▸ PETUNJUK: Tuliskan kembali tanpa perubahan bagian cerita pendek di bawah, mulai dari "Aku hanya diam." sampai dengan "menyiratkan banyak hal.".

:: BACAAN YANG DIBERIKAN ::

Selalu ada

Kami ketuk pintu rumah itu.
Salah satu rumah dari deretan rumah kontrakan, berpintu kayu, berdinding tripleks dan catnya yang putih telah tak lagi putih.
Tak ada jawaban.
Kami ucapkan salam,, "Assalamu'alaykum warahmatullaah.."
Jarum jam terus berjalan, tak peduli kami yang masih berdiri di depan pintu itu.
"Assalamu'alaykum... Bapak nya ada?"
Lagi, kami mencoba. Menguji sebuah usaha.
"Bapak tidak ada."
Sebuah suara perempuan yang menjawab.
Aku hanya diam. Antara sudah terbiasa dengan jawaban itu. Atau tidak tahu apa yang harus dilakukan. Atau memang keduanya.
Sepasang tangan yang ukurannya takjauh lebih besar dari tanganku, ku genggam erat. Rasa asing dengan lingkungan dimana aku berada, juga rasa benci,- entah pada tempat aku berdiri, pada perintah Mama agar aku datang ke tempat, pada perempuan yang menjawab pertanyaan kami tadi, atau pada apa,- membuatku tak ingin melepaskan genggaman itu.
Sekali lagi, pemilik tangan yang ku genggam itu berucap.
"Apa Bapak akan segera pulang?"
Tanyanya lagi,, pada perempuan di balik pintu yang tak pernah terbuka setiap kami datang kemari.
Jalan tanah setapak di depan rumah ini adalah tempat yang sama yang aku jejaki setiap kali 'berkunjung'.
"Tidak tahu."
Kami saling berpandang.
Tatapan kami menyiratkan banyak hal.

:::
:: CATATAN DATA ::

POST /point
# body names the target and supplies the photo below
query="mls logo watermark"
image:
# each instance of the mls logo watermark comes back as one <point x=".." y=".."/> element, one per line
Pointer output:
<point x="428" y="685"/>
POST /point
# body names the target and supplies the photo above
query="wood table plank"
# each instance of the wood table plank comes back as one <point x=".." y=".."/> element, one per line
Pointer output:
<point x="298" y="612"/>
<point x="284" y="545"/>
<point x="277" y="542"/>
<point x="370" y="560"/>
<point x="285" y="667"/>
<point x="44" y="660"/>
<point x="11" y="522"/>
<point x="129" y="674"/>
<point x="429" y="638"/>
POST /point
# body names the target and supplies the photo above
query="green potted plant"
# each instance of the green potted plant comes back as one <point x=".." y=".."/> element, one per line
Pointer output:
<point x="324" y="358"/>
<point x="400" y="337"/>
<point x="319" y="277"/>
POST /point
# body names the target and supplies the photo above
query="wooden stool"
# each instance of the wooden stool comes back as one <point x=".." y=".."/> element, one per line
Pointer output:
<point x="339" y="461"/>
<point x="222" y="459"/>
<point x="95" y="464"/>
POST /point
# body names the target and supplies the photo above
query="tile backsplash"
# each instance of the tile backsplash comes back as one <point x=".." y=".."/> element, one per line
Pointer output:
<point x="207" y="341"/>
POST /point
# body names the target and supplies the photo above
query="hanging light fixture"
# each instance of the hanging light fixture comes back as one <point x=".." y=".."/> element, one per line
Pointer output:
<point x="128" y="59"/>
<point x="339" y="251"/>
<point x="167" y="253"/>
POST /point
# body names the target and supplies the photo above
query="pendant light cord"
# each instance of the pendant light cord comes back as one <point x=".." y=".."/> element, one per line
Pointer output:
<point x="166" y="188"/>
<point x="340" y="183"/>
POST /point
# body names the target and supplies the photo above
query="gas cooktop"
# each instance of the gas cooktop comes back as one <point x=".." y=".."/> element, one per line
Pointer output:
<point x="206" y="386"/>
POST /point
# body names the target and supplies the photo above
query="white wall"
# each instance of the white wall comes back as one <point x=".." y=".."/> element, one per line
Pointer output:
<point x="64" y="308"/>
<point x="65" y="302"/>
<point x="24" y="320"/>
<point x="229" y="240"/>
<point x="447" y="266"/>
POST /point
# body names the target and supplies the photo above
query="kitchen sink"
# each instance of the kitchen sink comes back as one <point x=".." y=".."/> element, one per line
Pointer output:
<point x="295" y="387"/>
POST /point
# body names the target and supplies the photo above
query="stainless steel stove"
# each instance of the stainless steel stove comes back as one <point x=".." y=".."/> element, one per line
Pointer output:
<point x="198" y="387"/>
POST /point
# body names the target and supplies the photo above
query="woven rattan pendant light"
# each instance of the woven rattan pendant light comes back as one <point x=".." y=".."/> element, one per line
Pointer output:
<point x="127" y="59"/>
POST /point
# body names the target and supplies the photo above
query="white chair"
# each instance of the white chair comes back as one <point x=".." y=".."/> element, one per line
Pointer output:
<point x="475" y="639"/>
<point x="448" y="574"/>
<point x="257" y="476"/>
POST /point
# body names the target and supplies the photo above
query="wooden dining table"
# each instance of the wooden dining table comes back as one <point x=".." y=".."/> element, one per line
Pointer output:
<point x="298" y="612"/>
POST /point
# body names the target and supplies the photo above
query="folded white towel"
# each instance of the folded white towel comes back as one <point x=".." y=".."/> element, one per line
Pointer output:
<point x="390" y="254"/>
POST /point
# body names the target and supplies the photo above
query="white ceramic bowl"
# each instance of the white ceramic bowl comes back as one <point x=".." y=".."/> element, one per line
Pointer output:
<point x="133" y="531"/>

:::

▸ HASIL LATIHAN:
Aku hanya diam. Antara sudah terbiasa dengan jawaban itu. Atau tidak tahu apa yang harus dilakukan. Atau memang keduanya.
Sepasang tangan yang ukurannya takjauh lebih besar dari tanganku, ku genggam erat. Rasa asing dengan lingkungan dimana aku berada, juga rasa benci,- entah pada tempat aku berdiri, pada perintah Mama agar aku datang ke tempat, pada perempuan yang menjawab pertanyaan kami tadi, atau pada apa,- membuatku tak ingin melepaskan genggaman itu.
Sekali lagi, pemilik tangan yang ku genggam itu berucap.
"Apa Bapak akan segera pulang?"
Tanyanya lagi,, pada perempuan di balik pintu yang tak pernah terbuka setiap kami datang kemari.
Jalan tanah setapak di depan rumah ini adalah tempat yang sama yang aku jejaki setiap kali 'berkunjung'.
"Tidak tahu."
Kami saling berpandang.
Tatapan kami menyiratkan banyak hal.